-- start --

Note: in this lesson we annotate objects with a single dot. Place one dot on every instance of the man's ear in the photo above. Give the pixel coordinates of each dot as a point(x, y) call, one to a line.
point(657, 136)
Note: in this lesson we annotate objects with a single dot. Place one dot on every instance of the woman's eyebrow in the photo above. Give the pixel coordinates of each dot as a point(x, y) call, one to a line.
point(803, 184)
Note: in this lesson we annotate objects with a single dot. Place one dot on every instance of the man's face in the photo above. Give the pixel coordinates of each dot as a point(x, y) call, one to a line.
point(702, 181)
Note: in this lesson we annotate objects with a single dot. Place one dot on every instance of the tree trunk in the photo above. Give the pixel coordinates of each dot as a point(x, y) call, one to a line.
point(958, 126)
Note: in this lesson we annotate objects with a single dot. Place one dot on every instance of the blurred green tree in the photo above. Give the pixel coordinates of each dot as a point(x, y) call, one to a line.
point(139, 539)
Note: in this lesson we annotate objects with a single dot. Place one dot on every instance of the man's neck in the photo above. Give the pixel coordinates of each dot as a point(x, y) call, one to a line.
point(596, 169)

-- end --
-- start --

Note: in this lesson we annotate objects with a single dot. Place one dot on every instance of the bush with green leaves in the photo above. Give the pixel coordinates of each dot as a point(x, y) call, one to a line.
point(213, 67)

-- end --

Brief: Set out as a numbered list the lines starting with the line that contains "the man's ear" and running through the line that contains "point(702, 181)", leaving out any blank lines.

Result of this exercise:
1. Note: in this lesson we annotate objects with a single dot. Place one dot on every instance of the man's ear in the photo above. Give the pixel coordinates of each dot as a point(x, y) call, one to a line.
2. point(657, 136)
3. Note: in this lesson we annotate objects with a single dot. Place one dot on every instance of the woman's eyebrow in the photo above. Give the pixel coordinates of each dot as a point(x, y) call, one to a line.
4. point(803, 184)
5. Note: in this lesson we annotate objects with a single dot. Place one dot on every instance of the man's face in the photo above. Give the pixel coordinates of each dot as a point(x, y) call, one to a line.
6. point(702, 181)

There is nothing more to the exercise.